(Referring expression pointing data)
☆ ☆ ☆ ☆ ☆

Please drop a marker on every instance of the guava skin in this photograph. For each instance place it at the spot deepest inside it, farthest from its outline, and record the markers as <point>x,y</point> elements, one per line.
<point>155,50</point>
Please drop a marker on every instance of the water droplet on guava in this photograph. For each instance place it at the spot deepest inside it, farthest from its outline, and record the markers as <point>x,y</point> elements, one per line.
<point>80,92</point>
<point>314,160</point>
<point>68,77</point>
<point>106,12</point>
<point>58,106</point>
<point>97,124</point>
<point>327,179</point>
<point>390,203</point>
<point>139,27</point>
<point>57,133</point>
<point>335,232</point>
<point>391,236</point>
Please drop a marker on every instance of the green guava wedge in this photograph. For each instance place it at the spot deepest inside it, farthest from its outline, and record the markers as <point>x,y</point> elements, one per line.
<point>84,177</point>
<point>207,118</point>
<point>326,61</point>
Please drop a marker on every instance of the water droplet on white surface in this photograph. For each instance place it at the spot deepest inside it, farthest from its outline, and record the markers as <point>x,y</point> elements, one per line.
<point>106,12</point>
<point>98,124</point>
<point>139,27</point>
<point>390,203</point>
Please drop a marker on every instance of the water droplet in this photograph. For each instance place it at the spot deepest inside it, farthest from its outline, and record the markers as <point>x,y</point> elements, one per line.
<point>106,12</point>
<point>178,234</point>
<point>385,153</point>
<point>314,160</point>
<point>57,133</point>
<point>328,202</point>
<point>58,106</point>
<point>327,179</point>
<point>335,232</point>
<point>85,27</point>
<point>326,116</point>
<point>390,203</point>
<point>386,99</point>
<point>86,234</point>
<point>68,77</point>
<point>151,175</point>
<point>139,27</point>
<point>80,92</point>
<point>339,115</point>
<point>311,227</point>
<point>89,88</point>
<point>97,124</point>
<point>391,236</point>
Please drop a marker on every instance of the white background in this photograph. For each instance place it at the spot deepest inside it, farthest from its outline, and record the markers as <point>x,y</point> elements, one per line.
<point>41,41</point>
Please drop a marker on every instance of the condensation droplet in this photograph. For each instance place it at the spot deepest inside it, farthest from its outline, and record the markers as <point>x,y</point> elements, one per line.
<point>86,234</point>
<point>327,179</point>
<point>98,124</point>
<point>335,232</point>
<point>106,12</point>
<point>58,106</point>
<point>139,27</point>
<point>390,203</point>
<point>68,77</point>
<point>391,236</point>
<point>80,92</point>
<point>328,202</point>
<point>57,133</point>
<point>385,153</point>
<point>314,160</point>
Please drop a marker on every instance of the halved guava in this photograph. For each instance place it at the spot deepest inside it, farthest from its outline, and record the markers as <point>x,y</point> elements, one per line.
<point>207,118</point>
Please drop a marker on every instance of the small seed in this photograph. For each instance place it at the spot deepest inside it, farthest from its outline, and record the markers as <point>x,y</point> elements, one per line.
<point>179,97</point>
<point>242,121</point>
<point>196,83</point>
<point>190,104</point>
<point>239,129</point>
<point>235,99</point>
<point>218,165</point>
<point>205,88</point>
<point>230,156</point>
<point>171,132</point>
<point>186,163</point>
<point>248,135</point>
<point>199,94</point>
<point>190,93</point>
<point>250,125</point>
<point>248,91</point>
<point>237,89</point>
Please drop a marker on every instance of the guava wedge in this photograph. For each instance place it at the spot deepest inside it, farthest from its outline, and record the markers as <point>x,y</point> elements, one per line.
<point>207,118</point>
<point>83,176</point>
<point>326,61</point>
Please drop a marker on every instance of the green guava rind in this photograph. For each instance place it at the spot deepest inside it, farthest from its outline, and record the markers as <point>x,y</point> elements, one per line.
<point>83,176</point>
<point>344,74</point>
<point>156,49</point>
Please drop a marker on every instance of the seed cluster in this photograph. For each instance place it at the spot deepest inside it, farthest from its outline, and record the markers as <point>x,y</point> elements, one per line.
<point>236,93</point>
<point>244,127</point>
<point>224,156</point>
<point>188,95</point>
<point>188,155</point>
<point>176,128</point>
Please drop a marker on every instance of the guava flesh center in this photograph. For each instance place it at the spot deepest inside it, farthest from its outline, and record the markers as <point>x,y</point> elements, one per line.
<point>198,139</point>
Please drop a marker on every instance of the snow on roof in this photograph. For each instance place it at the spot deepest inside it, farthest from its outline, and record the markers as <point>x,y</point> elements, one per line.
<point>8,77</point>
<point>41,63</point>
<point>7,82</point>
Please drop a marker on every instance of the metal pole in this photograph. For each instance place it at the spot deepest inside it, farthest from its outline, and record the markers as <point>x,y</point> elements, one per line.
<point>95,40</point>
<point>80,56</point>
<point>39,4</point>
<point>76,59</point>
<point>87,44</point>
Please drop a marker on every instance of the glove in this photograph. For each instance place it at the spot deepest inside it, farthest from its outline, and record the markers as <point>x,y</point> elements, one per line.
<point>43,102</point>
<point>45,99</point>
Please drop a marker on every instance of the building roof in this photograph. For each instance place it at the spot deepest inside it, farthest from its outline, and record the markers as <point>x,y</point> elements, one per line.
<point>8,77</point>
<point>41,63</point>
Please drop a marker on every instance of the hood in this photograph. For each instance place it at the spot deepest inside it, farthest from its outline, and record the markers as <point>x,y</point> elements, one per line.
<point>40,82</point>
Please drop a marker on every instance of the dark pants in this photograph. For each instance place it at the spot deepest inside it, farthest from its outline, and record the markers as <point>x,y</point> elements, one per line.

☆ ☆ ☆ ☆ ☆

● TASK REQUIREMENTS
Taking care to match every character, output all of the entries above.

● ANSWER TO THIS EXERCISE
Please drop a marker on every instance of the guava skin in this photograph. For each instance place it at the spot deepest inside it, farthest from its outline, and record the markers as <point>x,y</point> elements, one per line.
<point>155,50</point>
Please drop a marker on every instance of the water droplet on guava in this photograph. For each instance place it at the spot deepest inside it, farthest from its outline, and record the markers as <point>x,y</point> elements, one per line.
<point>80,92</point>
<point>314,160</point>
<point>68,77</point>
<point>106,12</point>
<point>58,106</point>
<point>97,124</point>
<point>327,179</point>
<point>390,203</point>
<point>139,27</point>
<point>57,133</point>
<point>335,232</point>
<point>391,236</point>
Please drop a marker on every instance of the green guava wedge in this photograph. For each instance place it at the spot deepest inside it, farthest from its outline, and record the markers as <point>x,y</point> elements, one per line.
<point>84,177</point>
<point>207,118</point>
<point>326,61</point>
Please drop a marker on every instance of the water droplet on white surface in this photograph. For each instance place it at the spot deepest inside it, farthest from its outline, and record the markers as <point>x,y</point> elements, one per line.
<point>106,12</point>
<point>98,124</point>
<point>139,27</point>
<point>390,203</point>
Please drop a marker on every instance of the water droplet in this photograph. For each instance place it at the spot deepest inside it, farthest from its outline, and record the markers as <point>x,y</point> elements, one per line.
<point>106,12</point>
<point>178,234</point>
<point>385,153</point>
<point>314,160</point>
<point>57,133</point>
<point>328,202</point>
<point>58,106</point>
<point>327,179</point>
<point>335,232</point>
<point>85,27</point>
<point>326,116</point>
<point>390,203</point>
<point>386,99</point>
<point>86,234</point>
<point>68,77</point>
<point>151,175</point>
<point>139,27</point>
<point>80,92</point>
<point>339,115</point>
<point>311,227</point>
<point>89,88</point>
<point>97,124</point>
<point>391,236</point>
Please drop a marker on every instance of the white background in this photograph. For each instance place it at the spot deepest inside it, farthest from its outline, and record the markers as <point>x,y</point> elements, one per line.
<point>41,41</point>
Please drop a marker on every instance of the condensation droplet in this photograph. For each instance place it at the spot deepest inside it, farthest from its outline, and record the markers as <point>x,y</point> elements, one per line.
<point>86,234</point>
<point>327,179</point>
<point>98,124</point>
<point>335,232</point>
<point>106,12</point>
<point>58,106</point>
<point>139,27</point>
<point>390,203</point>
<point>68,77</point>
<point>391,236</point>
<point>80,92</point>
<point>328,202</point>
<point>57,133</point>
<point>385,153</point>
<point>314,160</point>
Please drop a marker on every instance of the halved guava in this photograph. For each instance place it at the spot deepest inside it, farthest from its outline, and record the markers as <point>x,y</point> elements, one per line.
<point>207,118</point>
Please drop a marker on every instance of the small seed in this photograph. For each instance place it at the spot deepest inside it, farthest from its outline, and record the markers as <point>x,y</point> elements, one per line.
<point>179,97</point>
<point>242,121</point>
<point>196,83</point>
<point>190,104</point>
<point>239,129</point>
<point>235,99</point>
<point>218,165</point>
<point>205,88</point>
<point>230,156</point>
<point>171,132</point>
<point>186,163</point>
<point>248,135</point>
<point>199,94</point>
<point>190,93</point>
<point>250,125</point>
<point>248,91</point>
<point>237,89</point>
Please drop a marker on every instance of the guava wedge in this photograph. For each instance place it at the spot deepest inside it, farthest from its outline, and record the markers as <point>x,y</point> elements, one per line.
<point>207,118</point>
<point>83,176</point>
<point>326,61</point>
Please drop a marker on every instance of the green guava rind in this photograph. For each instance place it at the spot deepest inside it, farthest from its outline, and record the markers as <point>x,y</point> elements, one per line.
<point>83,176</point>
<point>344,74</point>
<point>156,49</point>
Please drop a marker on every instance of the seed cluster in this photograph. For each instance place it at the spot deepest inside it, farthest from its outline, and record the markers as <point>x,y</point> elements, one per line.
<point>236,93</point>
<point>244,127</point>
<point>224,156</point>
<point>188,95</point>
<point>188,155</point>
<point>176,128</point>
Please drop a marker on every instance of the guava flesh center in this photograph. For each instance place it at the spot deepest inside it, farthest from its outline, and record the markers as <point>x,y</point> elements, one per line.
<point>198,139</point>
Please drop a marker on every instance of the snow on roof in this photograph. For each instance place it at the spot deepest inside it, farthest from its outline, and record the markers as <point>x,y</point> elements, one per line.
<point>8,77</point>
<point>41,63</point>
<point>7,82</point>
Please drop a marker on every instance of the metal pole in this photograph. For each instance place it at the spot deepest inside it, farthest from its outline, and record the markers as <point>x,y</point> elements, one per line.
<point>95,40</point>
<point>80,56</point>
<point>39,4</point>
<point>76,59</point>
<point>87,44</point>
Please drop a marker on every instance of the glove in this photograph. For each instance place it at the spot deepest inside it, farthest from its outline, and record the markers as <point>x,y</point> elements, one per line.
<point>43,102</point>
<point>45,99</point>
Please drop a marker on every instance of the building roof in this photograph. For each instance place it at the spot deepest inside it, farthest from its outline, and record the markers as <point>x,y</point> elements, one per line.
<point>8,77</point>
<point>41,63</point>
Please drop a marker on every instance of the hood in this photograph. For each instance place it at the spot deepest inside it, farthest from its outline, and record the markers as <point>x,y</point> elements, one per line.
<point>40,82</point>
Please drop a marker on every instance of the dark pants in this photograph. For each instance place it at the spot deepest inside it, farthest from its outline, and record the markers as <point>x,y</point> elements, one per line.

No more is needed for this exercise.